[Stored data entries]
┄┄┄┄┄┄
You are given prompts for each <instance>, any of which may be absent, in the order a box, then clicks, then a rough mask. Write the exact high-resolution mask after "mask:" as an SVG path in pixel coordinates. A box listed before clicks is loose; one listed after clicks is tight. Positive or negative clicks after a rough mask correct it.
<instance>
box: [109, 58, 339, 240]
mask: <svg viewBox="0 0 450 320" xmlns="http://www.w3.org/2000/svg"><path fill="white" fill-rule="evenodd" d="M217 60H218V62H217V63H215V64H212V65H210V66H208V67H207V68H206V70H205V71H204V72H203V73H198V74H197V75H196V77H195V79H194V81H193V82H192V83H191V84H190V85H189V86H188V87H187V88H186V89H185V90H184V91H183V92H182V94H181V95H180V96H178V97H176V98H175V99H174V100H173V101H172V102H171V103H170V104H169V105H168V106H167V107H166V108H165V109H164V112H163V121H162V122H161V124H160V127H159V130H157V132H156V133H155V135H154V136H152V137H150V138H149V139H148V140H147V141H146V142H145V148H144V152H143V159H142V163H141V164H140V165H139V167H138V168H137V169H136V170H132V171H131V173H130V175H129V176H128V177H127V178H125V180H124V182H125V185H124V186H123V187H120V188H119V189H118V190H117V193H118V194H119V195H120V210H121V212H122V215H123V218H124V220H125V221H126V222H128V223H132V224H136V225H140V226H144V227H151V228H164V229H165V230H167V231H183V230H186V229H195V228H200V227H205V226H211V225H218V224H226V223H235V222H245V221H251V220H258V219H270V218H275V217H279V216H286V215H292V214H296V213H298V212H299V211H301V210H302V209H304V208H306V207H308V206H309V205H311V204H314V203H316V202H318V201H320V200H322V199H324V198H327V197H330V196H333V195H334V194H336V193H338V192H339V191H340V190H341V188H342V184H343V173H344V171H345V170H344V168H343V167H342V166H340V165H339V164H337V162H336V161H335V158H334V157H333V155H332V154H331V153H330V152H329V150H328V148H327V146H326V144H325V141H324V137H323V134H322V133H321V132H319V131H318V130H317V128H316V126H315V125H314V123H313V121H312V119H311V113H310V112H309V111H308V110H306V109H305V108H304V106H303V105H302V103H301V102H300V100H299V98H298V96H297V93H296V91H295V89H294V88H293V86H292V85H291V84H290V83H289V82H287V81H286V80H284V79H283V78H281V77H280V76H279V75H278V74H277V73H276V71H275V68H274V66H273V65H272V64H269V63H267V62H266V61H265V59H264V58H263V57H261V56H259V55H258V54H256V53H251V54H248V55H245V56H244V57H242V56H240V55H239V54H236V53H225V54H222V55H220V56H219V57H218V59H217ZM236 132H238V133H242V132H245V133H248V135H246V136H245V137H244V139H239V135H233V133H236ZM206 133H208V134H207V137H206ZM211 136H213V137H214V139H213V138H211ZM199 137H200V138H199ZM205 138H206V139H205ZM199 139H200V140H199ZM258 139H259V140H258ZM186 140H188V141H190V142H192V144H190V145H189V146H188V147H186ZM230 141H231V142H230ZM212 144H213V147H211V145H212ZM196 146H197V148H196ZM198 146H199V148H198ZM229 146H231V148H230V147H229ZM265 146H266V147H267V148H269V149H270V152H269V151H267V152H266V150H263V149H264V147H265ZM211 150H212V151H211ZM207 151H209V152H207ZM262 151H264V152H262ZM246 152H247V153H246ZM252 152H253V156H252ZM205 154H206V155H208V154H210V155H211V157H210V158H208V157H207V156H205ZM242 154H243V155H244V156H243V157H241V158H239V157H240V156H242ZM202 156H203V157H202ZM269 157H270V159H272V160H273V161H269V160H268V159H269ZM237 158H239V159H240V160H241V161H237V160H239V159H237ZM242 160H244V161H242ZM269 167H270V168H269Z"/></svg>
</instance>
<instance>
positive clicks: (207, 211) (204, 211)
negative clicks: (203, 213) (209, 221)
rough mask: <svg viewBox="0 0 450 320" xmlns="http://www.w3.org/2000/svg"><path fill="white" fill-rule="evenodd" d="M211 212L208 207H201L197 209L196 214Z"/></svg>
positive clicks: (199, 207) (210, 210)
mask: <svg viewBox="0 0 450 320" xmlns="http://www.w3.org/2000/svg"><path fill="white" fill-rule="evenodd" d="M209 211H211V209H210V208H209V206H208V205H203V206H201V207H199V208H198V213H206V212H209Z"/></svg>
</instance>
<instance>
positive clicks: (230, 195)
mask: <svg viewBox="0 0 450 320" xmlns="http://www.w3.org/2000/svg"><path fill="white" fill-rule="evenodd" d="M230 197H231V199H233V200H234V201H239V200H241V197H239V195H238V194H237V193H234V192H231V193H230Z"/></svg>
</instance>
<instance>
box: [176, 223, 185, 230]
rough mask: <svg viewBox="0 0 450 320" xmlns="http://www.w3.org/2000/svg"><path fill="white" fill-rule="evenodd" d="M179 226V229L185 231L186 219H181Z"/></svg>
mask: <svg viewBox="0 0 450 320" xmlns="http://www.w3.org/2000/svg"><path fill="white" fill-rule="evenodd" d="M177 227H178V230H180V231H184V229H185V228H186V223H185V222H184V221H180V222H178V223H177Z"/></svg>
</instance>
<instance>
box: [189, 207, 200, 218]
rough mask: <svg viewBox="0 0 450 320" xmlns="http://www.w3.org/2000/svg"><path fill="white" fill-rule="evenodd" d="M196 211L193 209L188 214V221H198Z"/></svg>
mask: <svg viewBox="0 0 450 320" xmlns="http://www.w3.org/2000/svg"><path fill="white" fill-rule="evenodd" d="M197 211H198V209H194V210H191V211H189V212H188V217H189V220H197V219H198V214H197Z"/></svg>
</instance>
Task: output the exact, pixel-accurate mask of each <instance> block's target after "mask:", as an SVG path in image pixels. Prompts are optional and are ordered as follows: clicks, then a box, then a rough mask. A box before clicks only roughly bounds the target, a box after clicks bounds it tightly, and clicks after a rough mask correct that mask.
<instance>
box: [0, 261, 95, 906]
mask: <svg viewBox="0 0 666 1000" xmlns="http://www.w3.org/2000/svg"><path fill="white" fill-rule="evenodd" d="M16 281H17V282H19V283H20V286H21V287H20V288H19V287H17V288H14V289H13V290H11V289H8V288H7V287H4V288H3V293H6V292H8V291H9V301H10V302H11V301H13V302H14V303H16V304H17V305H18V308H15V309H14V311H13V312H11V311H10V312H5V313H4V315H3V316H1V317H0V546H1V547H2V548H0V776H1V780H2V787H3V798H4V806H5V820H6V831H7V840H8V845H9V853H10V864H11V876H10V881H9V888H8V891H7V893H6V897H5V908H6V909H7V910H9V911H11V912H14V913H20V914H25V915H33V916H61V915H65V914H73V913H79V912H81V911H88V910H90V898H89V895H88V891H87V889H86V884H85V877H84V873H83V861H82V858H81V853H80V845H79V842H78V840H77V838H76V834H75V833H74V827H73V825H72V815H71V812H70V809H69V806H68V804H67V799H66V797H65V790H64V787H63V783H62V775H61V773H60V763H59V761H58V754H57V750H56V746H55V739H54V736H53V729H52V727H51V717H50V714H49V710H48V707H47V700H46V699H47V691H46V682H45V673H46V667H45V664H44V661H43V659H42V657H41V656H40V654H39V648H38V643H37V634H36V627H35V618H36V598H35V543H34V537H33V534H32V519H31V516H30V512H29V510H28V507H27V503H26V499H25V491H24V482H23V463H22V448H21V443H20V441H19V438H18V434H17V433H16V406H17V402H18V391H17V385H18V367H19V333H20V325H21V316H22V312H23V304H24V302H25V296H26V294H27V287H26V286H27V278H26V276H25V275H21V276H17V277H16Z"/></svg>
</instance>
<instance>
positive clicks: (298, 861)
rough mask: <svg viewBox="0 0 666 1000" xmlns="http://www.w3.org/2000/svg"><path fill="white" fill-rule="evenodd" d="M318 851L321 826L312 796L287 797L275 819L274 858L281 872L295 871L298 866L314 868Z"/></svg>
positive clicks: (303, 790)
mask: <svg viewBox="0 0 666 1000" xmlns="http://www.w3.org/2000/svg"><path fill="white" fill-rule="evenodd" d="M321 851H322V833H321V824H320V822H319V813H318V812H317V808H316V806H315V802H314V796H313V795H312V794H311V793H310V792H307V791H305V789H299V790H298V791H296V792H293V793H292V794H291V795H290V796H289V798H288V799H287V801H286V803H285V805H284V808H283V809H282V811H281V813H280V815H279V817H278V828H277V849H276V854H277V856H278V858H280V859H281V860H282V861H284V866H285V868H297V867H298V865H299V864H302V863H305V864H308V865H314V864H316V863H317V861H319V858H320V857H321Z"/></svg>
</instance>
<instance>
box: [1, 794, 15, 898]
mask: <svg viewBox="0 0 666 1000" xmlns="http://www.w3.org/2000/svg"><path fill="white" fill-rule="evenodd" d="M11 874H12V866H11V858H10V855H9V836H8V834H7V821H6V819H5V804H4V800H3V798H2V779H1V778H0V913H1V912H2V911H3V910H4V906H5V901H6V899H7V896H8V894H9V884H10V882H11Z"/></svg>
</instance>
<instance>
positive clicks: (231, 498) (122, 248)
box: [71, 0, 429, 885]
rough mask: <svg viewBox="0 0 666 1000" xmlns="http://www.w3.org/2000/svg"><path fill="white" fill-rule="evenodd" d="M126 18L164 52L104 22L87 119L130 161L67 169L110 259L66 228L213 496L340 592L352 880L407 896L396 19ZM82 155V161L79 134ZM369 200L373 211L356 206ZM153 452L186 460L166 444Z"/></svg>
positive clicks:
┄┄┄┄┄┄
### What this task involves
Set down again, word for word, the stretch of records from the line with "negative clicks: (203, 213) (209, 221)" to the line with "box: [176, 223, 185, 230]", both of those lines included.

### Response below
negative clicks: (203, 213) (209, 221)
rough mask: <svg viewBox="0 0 450 320" xmlns="http://www.w3.org/2000/svg"><path fill="white" fill-rule="evenodd" d="M211 212L208 207H201L197 209L196 214Z"/></svg>
positive clicks: (199, 207) (210, 210)
mask: <svg viewBox="0 0 450 320" xmlns="http://www.w3.org/2000/svg"><path fill="white" fill-rule="evenodd" d="M209 211H211V209H210V208H209V206H208V205H203V206H201V207H199V208H198V213H206V212H209Z"/></svg>
</instance>
<instance>
positive clicks: (230, 195)
mask: <svg viewBox="0 0 450 320" xmlns="http://www.w3.org/2000/svg"><path fill="white" fill-rule="evenodd" d="M230 197H231V199H233V200H234V201H239V200H241V197H239V195H238V194H237V193H234V192H231V193H230Z"/></svg>
</instance>
<instance>
box: [176, 223, 185, 230]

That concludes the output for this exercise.